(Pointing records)

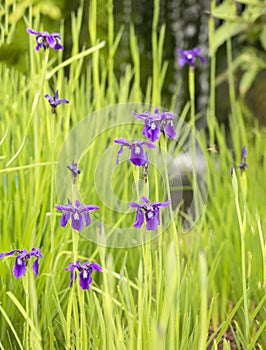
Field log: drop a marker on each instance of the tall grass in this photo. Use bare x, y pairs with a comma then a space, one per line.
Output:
166, 294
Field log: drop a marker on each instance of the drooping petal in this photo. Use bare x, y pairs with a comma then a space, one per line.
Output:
152, 219
2, 255
35, 267
50, 99
77, 221
170, 131
87, 218
152, 131
123, 141
20, 267
31, 31
147, 144
96, 267
135, 205
62, 100
144, 199
65, 217
90, 207
36, 252
85, 279
137, 156
244, 153
161, 204
139, 218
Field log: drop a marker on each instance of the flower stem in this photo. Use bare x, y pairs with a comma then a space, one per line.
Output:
242, 227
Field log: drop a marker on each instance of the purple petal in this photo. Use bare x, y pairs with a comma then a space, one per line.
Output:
152, 219
244, 152
148, 144
151, 224
135, 205
87, 218
62, 100
152, 131
161, 204
137, 156
77, 203
36, 252
85, 207
65, 217
31, 31
77, 221
85, 279
144, 199
123, 141
35, 267
49, 98
96, 267
2, 255
170, 131
50, 40
19, 268
58, 47
139, 219
65, 207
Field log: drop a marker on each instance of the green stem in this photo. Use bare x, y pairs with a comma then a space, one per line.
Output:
242, 227
172, 230
191, 79
26, 290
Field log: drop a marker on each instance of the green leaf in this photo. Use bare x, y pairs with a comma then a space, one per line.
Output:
247, 80
263, 37
227, 31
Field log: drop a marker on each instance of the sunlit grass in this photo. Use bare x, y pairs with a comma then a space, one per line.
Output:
165, 294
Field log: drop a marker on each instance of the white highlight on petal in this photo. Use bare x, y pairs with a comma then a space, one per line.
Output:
137, 149
150, 214
153, 126
76, 216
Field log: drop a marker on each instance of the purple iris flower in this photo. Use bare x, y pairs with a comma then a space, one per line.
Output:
79, 214
156, 122
55, 101
74, 170
22, 258
150, 211
189, 56
85, 273
145, 167
46, 40
137, 156
243, 165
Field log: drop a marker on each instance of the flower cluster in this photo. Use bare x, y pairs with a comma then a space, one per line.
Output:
55, 101
46, 40
79, 214
22, 259
85, 271
137, 156
151, 212
189, 56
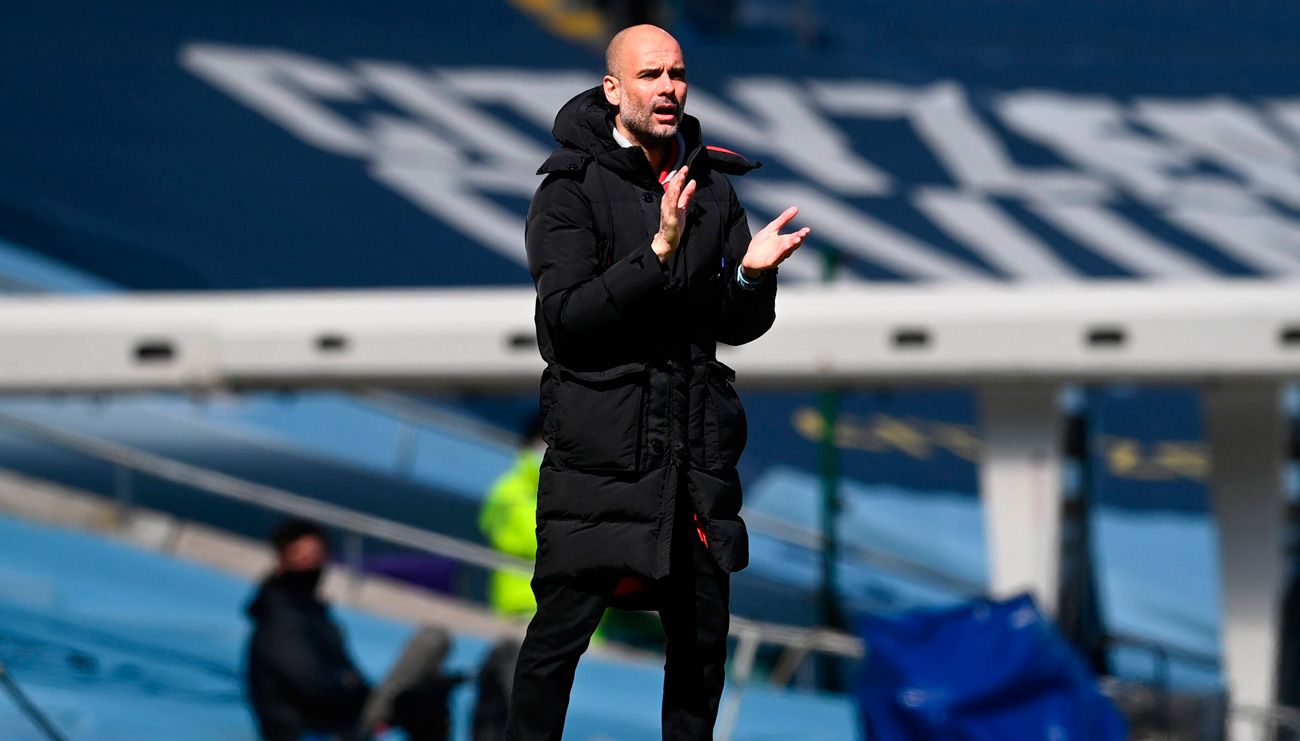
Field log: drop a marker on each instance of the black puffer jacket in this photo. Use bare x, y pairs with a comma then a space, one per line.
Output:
633, 397
300, 676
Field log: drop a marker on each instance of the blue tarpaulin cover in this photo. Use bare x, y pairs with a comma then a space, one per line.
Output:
980, 671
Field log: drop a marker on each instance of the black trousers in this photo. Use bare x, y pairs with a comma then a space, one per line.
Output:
693, 603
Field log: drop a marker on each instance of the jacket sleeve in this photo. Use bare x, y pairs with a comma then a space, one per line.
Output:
579, 294
303, 671
746, 313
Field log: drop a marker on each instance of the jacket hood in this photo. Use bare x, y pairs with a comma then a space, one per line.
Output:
274, 594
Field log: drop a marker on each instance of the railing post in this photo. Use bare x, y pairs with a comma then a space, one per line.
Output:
746, 649
124, 494
354, 555
407, 442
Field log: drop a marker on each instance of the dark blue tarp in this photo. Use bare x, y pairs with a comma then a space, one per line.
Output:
986, 671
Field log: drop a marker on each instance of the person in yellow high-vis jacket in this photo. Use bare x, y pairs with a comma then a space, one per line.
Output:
508, 519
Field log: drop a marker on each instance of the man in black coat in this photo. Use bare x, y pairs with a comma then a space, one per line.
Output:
644, 263
302, 679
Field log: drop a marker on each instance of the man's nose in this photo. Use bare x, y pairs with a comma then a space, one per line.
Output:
666, 86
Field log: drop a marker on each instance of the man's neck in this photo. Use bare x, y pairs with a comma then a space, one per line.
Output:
657, 151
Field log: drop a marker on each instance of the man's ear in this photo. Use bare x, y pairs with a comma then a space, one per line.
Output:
612, 90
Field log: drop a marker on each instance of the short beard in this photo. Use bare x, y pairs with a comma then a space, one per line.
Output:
644, 128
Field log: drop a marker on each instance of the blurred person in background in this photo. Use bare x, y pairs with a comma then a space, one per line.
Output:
642, 261
302, 680
508, 520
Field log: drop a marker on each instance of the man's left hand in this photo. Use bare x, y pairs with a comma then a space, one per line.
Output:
768, 247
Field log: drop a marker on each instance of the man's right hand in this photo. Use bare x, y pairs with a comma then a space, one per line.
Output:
672, 215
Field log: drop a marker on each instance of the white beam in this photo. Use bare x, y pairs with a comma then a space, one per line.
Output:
1021, 489
849, 334
1247, 436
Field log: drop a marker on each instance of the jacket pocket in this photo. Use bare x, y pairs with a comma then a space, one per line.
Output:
726, 429
599, 417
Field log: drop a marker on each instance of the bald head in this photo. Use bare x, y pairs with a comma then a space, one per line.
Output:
632, 42
646, 86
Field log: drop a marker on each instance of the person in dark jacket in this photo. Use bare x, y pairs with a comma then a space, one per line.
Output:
302, 680
642, 261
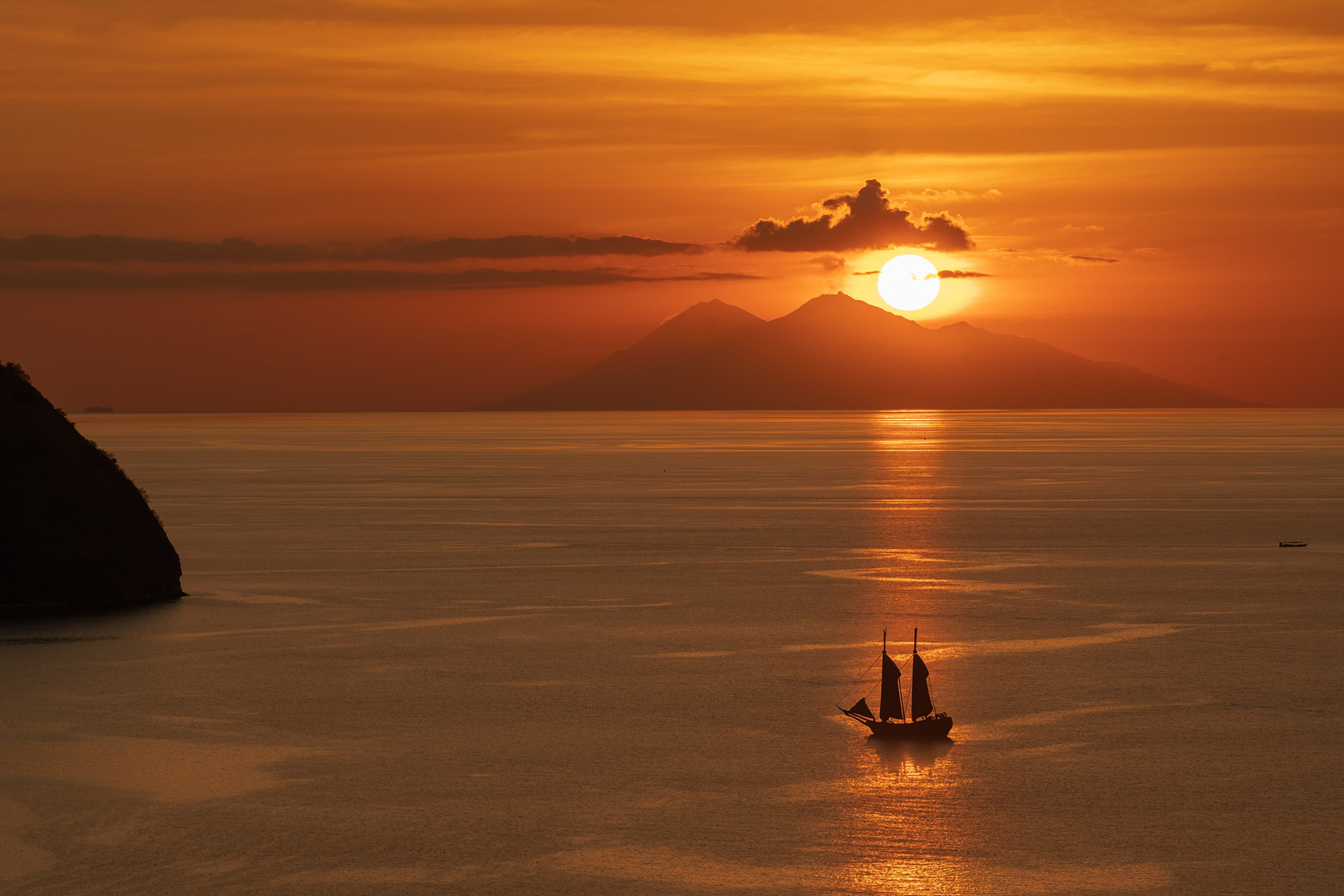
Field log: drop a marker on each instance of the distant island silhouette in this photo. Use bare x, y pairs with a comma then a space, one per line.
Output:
77, 532
836, 352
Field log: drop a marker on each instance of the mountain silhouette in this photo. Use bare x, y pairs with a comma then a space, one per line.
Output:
836, 352
77, 533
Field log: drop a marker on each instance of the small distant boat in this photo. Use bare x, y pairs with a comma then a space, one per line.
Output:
890, 723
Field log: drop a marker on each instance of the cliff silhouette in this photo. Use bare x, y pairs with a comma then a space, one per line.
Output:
77, 533
836, 352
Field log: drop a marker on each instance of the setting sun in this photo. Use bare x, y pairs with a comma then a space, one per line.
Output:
909, 282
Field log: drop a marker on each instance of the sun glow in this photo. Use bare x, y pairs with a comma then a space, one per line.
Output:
909, 282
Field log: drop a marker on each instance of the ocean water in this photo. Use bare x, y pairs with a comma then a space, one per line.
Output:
458, 653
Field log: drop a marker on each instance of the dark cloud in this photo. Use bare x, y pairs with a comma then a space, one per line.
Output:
45, 248
336, 280
851, 222
830, 264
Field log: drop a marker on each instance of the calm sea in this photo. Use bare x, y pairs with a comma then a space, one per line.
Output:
601, 653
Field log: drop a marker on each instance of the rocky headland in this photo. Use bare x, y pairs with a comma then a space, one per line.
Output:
76, 533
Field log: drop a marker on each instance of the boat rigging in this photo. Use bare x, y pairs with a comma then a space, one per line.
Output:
890, 723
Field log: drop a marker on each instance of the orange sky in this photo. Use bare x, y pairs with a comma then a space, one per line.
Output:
1155, 183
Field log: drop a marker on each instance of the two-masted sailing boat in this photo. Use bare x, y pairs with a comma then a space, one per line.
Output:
890, 724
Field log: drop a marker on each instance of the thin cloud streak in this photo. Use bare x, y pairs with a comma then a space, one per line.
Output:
45, 248
339, 280
864, 219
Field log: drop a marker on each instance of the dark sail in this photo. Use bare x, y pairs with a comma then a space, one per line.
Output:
891, 704
920, 701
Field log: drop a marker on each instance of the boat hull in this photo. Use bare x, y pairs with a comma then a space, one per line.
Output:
934, 729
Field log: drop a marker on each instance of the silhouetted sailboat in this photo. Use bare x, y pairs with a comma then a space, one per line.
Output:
925, 724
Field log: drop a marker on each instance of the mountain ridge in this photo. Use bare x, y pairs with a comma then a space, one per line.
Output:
836, 352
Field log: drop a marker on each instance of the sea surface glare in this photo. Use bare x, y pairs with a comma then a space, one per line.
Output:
601, 653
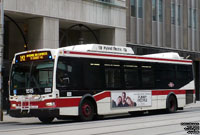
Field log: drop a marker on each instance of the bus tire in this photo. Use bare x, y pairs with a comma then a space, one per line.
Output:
171, 104
46, 120
87, 111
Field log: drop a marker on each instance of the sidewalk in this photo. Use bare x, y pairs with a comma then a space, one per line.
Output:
7, 118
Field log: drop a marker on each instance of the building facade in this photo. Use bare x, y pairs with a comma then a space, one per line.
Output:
155, 26
57, 23
49, 23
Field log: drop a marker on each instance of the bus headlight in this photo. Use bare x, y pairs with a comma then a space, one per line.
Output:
48, 104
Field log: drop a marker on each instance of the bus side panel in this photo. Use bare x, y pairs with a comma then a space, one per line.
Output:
105, 107
70, 111
181, 99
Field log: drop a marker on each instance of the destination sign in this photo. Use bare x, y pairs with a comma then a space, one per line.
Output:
33, 56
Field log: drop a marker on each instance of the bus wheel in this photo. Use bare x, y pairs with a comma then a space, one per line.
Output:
46, 120
171, 104
86, 111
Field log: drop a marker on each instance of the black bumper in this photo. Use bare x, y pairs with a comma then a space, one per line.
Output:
34, 113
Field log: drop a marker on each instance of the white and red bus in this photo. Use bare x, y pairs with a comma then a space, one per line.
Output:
91, 80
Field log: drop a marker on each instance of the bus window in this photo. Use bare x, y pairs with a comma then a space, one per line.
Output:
147, 76
69, 74
131, 76
165, 74
93, 75
112, 75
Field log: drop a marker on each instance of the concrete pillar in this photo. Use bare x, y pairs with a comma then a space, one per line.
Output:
115, 36
148, 22
167, 22
43, 33
185, 25
15, 41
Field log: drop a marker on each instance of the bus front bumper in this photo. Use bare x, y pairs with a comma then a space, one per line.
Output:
50, 112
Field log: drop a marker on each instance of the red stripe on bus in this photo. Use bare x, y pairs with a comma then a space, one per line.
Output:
132, 57
102, 95
166, 92
74, 102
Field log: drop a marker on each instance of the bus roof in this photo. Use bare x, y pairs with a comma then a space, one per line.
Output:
111, 51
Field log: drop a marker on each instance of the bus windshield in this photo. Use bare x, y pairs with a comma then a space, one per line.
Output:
34, 77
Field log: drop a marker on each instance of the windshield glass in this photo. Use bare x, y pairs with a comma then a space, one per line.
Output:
34, 77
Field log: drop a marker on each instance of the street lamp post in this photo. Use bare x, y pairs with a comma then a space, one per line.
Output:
1, 57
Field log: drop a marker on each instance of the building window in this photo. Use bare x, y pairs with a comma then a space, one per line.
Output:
190, 17
133, 8
140, 9
194, 18
154, 13
179, 14
161, 10
173, 13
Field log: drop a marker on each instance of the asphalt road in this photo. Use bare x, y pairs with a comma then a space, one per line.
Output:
156, 124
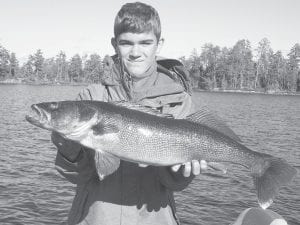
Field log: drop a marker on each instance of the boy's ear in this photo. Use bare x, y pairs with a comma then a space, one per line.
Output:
160, 45
113, 42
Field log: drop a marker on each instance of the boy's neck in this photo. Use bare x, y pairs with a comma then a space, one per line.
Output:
139, 83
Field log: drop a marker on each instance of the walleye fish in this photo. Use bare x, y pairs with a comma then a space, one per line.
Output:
138, 134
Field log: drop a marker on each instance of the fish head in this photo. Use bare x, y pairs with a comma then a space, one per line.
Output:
66, 117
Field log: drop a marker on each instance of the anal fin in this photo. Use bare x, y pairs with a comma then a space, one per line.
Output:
105, 163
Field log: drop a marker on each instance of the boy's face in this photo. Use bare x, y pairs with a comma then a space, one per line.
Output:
137, 52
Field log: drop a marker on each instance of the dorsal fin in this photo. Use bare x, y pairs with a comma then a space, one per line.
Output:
141, 108
208, 118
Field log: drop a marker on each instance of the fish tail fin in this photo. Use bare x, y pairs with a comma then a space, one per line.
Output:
269, 175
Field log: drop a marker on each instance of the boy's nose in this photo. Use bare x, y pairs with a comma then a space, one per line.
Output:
135, 51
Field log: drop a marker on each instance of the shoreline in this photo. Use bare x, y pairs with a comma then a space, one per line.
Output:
268, 92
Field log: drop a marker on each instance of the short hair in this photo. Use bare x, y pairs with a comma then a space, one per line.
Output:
137, 18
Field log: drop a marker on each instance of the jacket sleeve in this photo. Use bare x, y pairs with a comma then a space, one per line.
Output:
175, 180
81, 168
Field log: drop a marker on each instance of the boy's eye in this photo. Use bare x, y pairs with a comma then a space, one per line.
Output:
125, 43
146, 43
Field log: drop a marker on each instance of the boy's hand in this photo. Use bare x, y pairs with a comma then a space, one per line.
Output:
194, 167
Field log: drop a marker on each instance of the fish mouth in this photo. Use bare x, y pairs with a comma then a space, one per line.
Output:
38, 117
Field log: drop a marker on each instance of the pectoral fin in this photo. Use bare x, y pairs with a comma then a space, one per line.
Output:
105, 163
206, 117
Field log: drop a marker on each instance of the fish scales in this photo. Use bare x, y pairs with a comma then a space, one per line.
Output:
131, 132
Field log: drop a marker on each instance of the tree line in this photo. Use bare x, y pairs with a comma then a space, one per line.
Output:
235, 68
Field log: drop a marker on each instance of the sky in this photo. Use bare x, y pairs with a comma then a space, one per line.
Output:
86, 26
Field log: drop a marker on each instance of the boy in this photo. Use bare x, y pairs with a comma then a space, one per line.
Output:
132, 194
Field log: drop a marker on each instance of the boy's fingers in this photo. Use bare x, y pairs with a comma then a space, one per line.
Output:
187, 169
196, 167
176, 167
203, 165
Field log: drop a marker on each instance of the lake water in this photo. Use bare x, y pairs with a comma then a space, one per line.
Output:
32, 192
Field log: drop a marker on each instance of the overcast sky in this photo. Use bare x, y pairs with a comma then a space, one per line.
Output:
86, 26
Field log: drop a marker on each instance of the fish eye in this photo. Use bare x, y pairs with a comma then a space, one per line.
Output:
54, 105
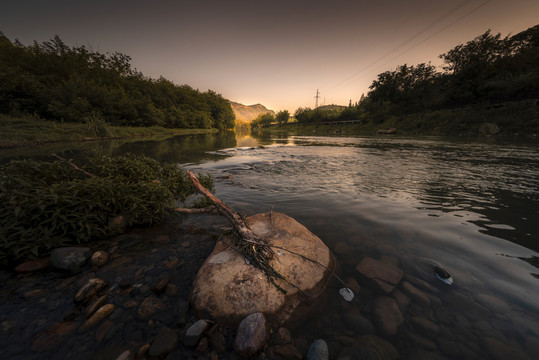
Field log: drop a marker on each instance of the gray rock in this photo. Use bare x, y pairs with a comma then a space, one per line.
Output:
415, 294
165, 341
358, 323
251, 335
383, 275
318, 350
194, 332
387, 315
70, 259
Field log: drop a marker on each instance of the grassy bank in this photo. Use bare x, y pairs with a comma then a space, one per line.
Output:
512, 119
27, 131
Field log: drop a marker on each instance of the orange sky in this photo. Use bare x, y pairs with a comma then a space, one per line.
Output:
277, 53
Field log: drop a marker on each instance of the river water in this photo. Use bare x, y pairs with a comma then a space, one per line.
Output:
470, 207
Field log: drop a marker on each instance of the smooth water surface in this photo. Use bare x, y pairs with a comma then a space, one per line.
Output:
469, 207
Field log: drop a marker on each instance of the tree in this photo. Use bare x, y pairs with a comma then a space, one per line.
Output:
282, 116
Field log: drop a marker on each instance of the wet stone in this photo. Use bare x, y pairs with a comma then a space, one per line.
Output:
492, 303
34, 265
425, 326
70, 259
171, 290
149, 307
160, 285
415, 294
103, 329
99, 258
383, 275
318, 350
97, 317
287, 351
53, 336
194, 333
165, 341
96, 304
500, 350
387, 315
251, 335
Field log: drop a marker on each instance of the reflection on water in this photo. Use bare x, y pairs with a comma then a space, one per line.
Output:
470, 207
180, 149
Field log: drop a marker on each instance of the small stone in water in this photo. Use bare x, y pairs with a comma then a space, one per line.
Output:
443, 275
347, 294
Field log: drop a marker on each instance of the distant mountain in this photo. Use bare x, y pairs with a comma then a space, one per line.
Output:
247, 113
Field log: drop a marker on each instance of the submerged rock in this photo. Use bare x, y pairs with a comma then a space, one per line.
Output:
384, 275
251, 335
70, 259
227, 289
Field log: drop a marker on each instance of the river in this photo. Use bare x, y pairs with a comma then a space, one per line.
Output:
470, 207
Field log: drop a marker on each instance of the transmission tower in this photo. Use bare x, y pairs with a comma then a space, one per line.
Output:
317, 97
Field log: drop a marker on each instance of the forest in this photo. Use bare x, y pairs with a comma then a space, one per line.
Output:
487, 70
53, 81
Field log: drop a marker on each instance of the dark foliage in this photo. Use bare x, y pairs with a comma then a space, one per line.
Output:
56, 82
44, 205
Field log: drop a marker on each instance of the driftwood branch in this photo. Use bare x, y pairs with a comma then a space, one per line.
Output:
240, 225
206, 210
73, 165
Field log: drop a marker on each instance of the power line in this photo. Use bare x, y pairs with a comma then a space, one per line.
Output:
354, 76
317, 97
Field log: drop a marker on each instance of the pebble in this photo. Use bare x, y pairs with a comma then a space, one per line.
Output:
251, 335
387, 315
383, 275
53, 336
287, 351
426, 326
415, 294
194, 333
149, 307
318, 350
89, 290
96, 304
97, 317
165, 341
160, 285
70, 259
99, 258
34, 265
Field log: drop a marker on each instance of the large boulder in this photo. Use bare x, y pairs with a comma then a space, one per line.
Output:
227, 289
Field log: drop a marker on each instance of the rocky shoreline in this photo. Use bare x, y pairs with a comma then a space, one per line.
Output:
131, 301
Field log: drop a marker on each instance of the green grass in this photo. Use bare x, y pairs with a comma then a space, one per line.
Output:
27, 131
514, 119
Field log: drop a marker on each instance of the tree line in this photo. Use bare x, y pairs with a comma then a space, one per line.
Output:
53, 81
489, 69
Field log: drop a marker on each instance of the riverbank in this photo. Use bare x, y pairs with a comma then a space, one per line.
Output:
30, 131
514, 119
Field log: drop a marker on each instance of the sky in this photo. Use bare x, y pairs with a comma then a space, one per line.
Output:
277, 53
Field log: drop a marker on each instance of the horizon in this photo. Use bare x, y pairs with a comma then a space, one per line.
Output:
277, 54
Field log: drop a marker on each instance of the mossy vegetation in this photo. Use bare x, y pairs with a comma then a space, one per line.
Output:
28, 130
44, 205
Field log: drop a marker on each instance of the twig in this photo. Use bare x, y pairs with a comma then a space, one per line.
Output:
206, 210
73, 165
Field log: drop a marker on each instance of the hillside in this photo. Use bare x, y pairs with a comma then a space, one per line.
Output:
247, 113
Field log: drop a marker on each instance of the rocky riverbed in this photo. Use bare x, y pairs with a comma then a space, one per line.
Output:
131, 302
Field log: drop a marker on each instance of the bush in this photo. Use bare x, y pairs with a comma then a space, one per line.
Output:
44, 205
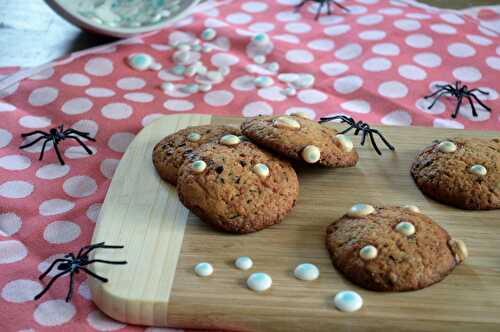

* TO BE DONE *
Return every line of the entries above that contains the word "short", and treat uppercase and lowercase as different.

* FULL SOLUTION *
Field log: drop a marker on each instance of the short beard in this photo. Use bare x, y pairs with a comma then a space, one per line.
Field log: drop a marker on each instance of the short hair in this photo. Use bare x, y pairs with a comma then a space, one per line.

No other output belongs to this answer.